- _Task brief_
State how many of the lines below contain the string "balcony", treating uppercase and lowercase as distinct, and reply with the number alone.
☆ ☆ ☆
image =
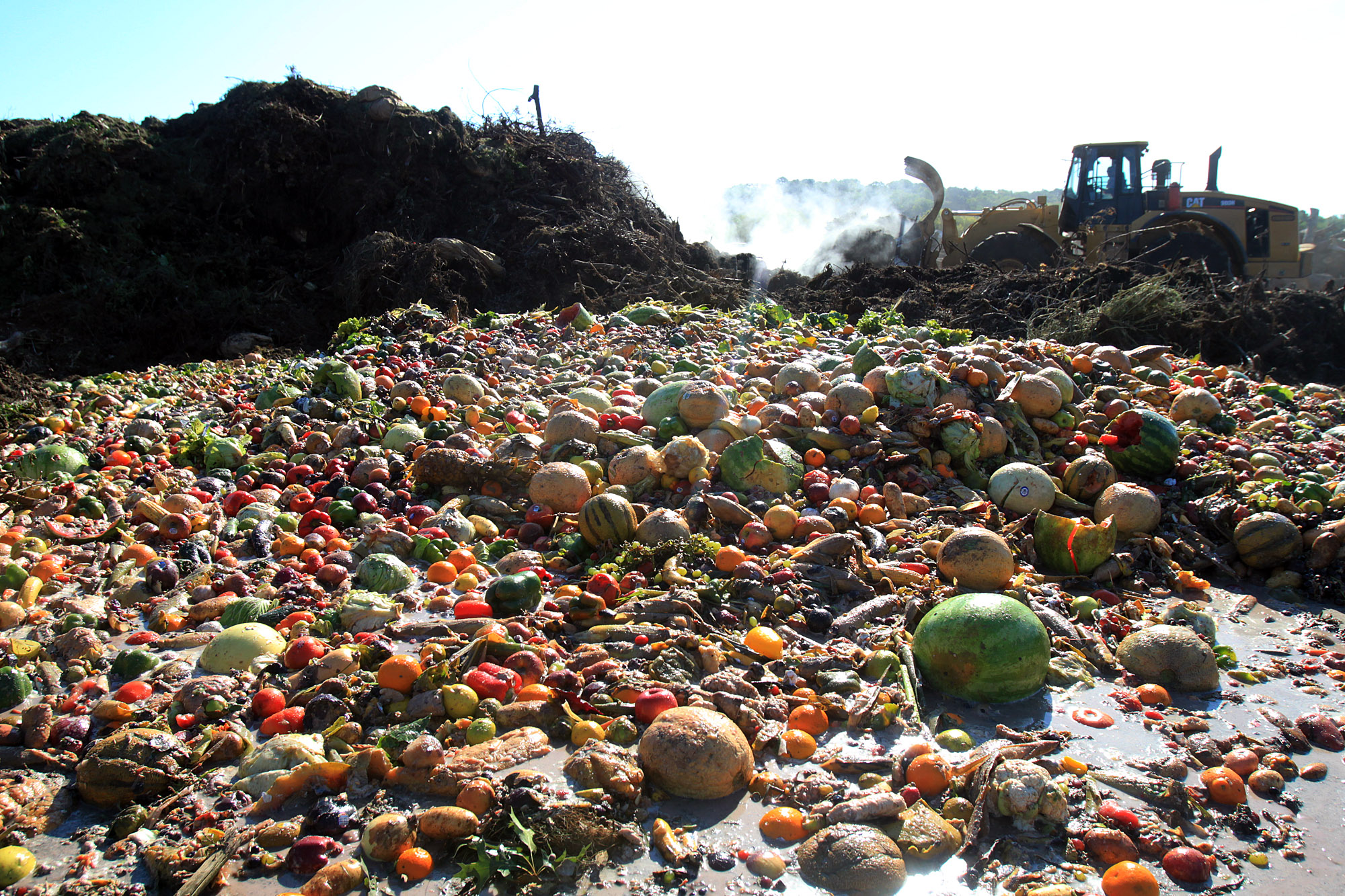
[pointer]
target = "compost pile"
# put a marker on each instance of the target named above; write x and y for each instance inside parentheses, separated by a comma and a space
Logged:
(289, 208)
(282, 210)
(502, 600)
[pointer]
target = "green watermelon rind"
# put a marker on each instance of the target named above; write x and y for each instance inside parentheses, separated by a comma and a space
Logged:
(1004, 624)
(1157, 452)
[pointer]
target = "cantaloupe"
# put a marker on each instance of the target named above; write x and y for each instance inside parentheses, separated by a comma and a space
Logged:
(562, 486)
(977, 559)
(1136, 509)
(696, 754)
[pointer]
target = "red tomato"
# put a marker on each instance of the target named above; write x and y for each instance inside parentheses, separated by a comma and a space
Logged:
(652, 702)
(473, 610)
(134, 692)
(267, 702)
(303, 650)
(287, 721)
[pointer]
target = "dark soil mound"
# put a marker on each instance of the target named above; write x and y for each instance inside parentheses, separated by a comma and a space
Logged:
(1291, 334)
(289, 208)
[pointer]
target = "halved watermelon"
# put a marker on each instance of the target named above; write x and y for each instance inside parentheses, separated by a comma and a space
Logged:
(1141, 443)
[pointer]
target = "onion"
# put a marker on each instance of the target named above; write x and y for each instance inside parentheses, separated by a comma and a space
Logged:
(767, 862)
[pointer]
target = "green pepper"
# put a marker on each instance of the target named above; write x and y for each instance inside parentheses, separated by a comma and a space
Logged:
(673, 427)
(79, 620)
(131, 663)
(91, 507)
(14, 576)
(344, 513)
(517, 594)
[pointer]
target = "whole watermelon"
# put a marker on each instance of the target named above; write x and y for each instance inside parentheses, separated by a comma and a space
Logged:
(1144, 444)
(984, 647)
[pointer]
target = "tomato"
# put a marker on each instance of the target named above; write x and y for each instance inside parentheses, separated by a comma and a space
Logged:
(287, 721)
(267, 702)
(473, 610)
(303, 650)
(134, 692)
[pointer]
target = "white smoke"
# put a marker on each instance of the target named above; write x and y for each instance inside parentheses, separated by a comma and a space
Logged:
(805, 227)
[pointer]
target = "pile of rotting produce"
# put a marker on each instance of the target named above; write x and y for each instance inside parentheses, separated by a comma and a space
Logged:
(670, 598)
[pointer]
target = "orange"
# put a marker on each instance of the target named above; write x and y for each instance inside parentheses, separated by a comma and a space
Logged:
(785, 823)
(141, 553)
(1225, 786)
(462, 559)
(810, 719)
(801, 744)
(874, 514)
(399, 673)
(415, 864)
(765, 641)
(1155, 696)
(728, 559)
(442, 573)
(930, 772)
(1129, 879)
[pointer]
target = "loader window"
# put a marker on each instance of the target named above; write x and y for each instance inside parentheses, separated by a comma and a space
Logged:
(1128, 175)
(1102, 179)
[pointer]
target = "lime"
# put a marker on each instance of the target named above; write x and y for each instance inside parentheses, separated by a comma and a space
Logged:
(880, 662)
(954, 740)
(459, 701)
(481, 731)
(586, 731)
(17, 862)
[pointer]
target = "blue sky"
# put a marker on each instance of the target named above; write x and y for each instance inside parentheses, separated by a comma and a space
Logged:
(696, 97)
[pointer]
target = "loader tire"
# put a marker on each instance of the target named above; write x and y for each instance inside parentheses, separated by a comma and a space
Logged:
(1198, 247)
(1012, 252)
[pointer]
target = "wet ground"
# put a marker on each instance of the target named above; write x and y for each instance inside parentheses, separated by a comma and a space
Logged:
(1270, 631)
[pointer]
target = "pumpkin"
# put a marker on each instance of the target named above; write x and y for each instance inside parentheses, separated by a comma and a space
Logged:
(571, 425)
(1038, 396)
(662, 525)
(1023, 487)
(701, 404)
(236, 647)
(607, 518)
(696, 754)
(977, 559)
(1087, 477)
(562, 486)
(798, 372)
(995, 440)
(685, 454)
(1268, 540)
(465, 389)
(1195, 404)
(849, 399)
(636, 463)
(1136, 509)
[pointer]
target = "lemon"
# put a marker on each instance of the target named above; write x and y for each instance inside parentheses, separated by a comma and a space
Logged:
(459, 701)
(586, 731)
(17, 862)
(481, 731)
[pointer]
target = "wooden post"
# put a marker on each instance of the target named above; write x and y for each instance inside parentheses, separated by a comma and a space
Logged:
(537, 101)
☆ ☆ ☆
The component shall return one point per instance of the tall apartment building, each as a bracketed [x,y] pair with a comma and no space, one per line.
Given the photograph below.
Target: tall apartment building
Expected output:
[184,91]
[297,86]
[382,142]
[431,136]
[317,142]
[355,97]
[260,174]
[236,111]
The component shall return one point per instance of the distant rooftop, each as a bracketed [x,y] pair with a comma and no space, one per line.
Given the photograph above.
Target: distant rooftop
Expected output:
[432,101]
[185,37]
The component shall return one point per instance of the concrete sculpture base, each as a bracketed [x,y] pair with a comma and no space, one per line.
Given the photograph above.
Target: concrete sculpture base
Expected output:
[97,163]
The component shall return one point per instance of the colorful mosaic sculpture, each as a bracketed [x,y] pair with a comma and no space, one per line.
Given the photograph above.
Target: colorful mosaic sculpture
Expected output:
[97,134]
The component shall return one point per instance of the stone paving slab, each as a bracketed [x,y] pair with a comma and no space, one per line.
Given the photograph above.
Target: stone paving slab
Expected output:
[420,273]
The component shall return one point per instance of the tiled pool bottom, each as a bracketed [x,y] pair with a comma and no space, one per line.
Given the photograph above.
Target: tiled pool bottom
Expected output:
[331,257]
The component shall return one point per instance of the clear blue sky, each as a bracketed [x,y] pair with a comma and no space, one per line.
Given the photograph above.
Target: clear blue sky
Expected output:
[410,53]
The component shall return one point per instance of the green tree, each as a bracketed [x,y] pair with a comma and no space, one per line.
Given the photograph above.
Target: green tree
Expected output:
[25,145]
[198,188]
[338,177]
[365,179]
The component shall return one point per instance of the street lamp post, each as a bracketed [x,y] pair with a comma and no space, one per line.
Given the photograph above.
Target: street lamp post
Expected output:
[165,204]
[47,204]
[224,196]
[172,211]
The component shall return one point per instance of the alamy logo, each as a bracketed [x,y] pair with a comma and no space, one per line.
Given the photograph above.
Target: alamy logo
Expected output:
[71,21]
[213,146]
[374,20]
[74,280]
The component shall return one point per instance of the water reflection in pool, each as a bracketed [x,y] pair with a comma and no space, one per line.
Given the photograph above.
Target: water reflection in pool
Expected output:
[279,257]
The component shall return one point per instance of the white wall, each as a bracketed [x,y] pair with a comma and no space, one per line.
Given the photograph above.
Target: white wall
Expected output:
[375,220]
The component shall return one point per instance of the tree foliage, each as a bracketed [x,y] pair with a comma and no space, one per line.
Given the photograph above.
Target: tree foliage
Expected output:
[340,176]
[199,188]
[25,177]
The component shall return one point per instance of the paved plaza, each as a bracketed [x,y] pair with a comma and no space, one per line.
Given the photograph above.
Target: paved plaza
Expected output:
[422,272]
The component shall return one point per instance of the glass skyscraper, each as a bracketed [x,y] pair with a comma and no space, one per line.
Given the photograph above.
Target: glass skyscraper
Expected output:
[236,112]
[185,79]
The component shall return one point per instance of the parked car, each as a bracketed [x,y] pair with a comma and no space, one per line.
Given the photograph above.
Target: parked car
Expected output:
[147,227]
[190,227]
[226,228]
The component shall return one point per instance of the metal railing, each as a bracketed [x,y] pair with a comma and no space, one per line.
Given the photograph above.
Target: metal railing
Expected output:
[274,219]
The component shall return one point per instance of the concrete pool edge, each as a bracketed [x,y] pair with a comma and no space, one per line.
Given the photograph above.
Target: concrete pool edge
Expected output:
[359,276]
☆ ☆ ☆
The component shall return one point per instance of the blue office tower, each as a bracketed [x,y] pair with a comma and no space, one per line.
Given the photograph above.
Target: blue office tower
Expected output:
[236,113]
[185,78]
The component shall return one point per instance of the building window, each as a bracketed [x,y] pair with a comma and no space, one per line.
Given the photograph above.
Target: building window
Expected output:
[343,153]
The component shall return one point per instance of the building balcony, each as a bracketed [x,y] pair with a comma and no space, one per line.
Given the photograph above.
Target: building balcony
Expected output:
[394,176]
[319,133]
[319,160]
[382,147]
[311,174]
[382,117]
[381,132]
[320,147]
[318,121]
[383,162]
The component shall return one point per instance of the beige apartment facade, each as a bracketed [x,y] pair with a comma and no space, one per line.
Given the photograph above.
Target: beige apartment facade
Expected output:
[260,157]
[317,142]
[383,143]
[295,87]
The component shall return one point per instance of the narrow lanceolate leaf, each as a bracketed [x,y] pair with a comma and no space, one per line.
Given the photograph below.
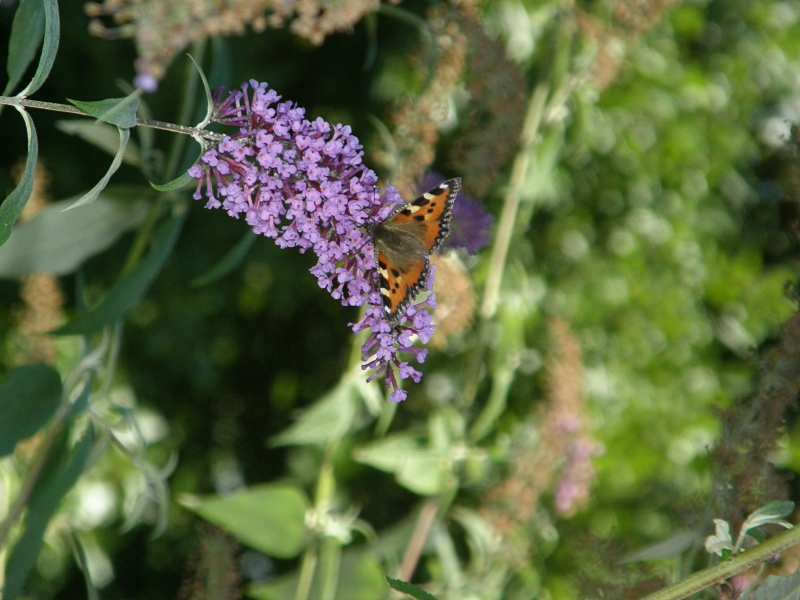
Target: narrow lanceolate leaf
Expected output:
☆ ☆ ☆
- _Exercise answer_
2